[Challenge]
List every line of the records below that contains the word "head", copying each such line in full.
* begin *
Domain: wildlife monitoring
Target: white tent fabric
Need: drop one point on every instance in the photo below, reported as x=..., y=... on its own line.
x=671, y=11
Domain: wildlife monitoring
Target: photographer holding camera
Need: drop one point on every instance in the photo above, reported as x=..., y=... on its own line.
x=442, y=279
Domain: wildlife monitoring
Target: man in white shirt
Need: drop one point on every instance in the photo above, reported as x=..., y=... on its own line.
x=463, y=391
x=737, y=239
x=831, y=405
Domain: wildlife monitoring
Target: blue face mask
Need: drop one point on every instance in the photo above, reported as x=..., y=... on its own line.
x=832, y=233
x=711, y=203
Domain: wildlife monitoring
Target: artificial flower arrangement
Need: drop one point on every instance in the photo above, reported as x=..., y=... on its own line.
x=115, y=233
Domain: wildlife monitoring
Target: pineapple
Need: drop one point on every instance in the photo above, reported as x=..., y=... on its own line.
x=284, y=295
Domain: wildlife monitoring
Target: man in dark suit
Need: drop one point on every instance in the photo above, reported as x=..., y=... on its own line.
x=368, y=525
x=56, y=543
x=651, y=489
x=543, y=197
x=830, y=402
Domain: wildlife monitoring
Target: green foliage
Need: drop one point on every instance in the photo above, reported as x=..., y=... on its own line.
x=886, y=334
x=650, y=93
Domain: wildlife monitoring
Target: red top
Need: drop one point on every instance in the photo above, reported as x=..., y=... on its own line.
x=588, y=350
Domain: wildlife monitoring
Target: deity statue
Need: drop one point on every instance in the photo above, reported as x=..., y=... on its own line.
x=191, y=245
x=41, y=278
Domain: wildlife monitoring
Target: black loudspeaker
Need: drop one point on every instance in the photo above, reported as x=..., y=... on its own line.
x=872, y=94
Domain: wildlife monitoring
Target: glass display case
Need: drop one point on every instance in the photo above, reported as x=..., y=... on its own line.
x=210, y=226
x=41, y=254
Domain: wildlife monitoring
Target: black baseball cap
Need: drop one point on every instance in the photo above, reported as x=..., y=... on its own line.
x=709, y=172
* end *
* begin *
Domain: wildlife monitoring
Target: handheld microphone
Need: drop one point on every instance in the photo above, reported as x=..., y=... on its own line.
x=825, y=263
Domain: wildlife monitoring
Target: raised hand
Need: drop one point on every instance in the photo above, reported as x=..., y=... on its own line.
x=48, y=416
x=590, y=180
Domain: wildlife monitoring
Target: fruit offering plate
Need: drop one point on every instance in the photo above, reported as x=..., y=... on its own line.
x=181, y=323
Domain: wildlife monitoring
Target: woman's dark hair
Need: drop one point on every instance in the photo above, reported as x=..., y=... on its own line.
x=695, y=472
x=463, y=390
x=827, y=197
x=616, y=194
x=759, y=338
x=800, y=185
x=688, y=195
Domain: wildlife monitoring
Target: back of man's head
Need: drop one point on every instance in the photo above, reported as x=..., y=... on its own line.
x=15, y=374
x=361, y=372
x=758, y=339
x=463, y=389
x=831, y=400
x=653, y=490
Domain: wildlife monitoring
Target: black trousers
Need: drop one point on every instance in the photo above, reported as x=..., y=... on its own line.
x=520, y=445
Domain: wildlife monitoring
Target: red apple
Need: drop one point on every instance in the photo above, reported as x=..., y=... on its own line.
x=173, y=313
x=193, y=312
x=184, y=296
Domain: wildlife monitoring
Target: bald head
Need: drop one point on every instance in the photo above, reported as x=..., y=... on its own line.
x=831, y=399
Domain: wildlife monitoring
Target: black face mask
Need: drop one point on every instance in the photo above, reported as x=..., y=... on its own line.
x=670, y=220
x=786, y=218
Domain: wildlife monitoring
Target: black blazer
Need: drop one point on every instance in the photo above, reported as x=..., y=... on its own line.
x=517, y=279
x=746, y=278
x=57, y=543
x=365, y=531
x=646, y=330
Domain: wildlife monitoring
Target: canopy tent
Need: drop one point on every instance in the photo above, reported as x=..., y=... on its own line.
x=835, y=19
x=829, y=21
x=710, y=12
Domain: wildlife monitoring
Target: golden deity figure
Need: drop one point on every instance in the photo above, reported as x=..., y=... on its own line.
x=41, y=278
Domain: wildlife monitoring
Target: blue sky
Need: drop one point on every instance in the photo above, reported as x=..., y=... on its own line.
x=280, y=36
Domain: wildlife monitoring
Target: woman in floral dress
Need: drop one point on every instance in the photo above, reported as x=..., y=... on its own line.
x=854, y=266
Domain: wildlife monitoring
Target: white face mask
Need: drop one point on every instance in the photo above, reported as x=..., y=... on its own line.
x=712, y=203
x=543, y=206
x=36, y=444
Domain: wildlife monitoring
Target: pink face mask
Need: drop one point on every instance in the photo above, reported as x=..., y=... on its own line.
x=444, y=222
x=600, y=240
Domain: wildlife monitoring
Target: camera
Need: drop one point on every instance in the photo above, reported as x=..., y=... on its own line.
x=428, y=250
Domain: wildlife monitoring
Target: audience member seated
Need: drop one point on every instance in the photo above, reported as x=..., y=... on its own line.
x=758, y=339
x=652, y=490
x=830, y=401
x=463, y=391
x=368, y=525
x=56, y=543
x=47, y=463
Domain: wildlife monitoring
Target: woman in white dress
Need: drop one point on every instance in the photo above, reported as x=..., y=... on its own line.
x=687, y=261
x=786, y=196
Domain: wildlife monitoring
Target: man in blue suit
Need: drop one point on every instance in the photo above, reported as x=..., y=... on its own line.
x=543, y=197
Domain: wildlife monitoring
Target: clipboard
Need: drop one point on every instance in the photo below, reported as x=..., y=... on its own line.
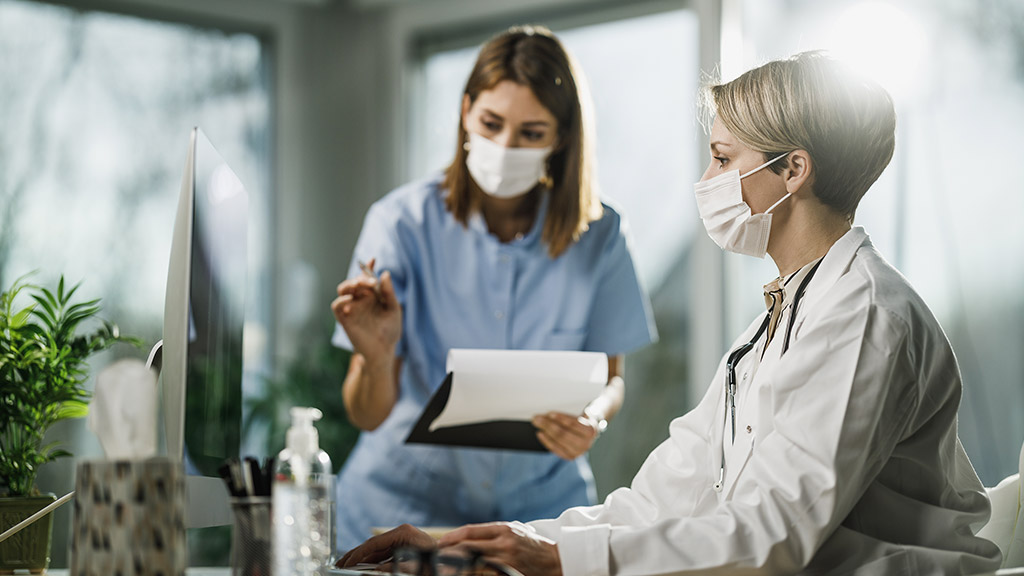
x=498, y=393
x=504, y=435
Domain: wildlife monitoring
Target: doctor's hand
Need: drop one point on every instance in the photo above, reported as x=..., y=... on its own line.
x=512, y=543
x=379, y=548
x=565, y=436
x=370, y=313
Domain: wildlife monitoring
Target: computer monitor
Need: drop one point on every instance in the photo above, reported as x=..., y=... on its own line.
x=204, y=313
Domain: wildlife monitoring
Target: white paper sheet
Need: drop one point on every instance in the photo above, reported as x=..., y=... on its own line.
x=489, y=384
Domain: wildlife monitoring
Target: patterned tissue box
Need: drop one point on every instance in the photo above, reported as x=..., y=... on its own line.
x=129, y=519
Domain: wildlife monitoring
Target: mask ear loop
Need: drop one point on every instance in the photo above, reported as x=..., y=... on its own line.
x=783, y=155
* end *
* begin *
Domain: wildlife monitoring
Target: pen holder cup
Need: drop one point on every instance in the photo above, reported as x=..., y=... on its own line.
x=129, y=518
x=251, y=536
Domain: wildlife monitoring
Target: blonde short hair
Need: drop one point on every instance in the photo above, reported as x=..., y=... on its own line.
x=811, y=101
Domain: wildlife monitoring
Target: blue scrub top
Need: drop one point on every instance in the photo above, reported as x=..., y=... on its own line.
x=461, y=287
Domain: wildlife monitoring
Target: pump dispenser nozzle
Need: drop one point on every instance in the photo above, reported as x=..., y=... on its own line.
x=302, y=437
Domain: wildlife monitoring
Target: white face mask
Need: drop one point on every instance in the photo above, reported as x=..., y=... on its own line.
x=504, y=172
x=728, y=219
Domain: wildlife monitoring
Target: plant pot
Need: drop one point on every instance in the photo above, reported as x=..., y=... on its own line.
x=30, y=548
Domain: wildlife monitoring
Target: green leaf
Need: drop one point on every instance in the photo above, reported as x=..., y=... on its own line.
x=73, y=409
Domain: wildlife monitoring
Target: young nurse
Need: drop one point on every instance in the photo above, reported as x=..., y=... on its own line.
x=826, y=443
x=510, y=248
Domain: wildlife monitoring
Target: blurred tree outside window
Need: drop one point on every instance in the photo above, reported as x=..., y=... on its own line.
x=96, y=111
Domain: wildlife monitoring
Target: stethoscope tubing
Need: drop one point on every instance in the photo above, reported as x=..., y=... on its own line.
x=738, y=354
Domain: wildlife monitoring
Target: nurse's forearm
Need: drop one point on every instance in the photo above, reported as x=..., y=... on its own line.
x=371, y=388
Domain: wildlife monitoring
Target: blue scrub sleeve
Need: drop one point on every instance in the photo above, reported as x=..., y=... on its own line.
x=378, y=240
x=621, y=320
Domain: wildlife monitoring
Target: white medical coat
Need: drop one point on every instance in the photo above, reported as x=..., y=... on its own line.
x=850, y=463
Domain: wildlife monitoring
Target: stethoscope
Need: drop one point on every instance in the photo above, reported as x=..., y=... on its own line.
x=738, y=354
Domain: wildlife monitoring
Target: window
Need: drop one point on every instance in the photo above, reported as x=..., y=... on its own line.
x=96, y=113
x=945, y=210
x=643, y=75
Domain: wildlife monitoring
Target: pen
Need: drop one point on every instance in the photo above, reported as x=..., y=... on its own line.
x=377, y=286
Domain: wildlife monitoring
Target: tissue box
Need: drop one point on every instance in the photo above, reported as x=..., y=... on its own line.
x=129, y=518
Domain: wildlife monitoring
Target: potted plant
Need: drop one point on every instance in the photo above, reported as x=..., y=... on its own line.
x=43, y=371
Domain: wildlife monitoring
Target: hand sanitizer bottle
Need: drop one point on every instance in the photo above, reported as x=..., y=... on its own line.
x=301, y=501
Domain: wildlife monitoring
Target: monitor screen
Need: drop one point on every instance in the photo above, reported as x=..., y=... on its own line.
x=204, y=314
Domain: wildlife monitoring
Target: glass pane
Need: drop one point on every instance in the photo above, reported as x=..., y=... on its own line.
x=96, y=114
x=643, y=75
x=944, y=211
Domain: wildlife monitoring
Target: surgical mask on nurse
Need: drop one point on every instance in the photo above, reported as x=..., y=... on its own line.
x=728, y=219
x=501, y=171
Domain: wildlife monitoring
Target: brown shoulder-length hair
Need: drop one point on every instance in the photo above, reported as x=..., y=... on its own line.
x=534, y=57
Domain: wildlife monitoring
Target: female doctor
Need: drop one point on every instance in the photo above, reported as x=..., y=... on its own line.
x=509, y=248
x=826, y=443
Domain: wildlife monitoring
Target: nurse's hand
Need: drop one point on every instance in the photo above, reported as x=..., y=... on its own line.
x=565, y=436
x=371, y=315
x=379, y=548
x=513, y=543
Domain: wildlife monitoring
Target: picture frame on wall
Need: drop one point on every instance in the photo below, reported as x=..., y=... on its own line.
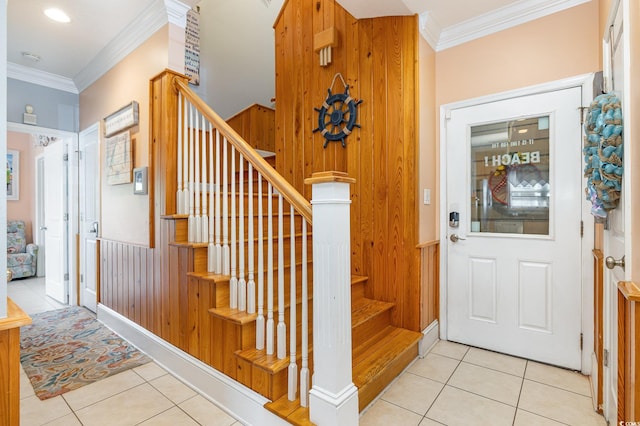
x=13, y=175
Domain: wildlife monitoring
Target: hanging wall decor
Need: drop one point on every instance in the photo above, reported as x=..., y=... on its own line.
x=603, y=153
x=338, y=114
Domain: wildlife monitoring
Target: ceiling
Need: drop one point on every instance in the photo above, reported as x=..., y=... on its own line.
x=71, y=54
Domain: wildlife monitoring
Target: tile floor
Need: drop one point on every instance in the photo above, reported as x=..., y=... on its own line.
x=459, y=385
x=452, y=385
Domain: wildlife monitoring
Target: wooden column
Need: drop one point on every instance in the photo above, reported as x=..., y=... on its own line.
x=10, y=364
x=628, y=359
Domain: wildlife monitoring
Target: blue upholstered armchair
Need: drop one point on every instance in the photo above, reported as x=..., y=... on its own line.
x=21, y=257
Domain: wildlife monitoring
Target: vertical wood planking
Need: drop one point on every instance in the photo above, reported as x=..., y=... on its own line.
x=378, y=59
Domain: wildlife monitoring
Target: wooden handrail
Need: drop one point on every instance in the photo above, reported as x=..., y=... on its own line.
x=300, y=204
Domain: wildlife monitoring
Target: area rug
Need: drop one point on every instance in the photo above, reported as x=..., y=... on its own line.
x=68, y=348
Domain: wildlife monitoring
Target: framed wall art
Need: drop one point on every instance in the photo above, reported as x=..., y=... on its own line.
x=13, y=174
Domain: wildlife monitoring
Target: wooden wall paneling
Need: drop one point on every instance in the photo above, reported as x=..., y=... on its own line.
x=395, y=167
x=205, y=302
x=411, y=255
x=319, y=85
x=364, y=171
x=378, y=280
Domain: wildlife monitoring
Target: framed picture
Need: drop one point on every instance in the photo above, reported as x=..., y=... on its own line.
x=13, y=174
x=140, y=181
* end *
[Task result]
Target: back of man's head
Target: bald head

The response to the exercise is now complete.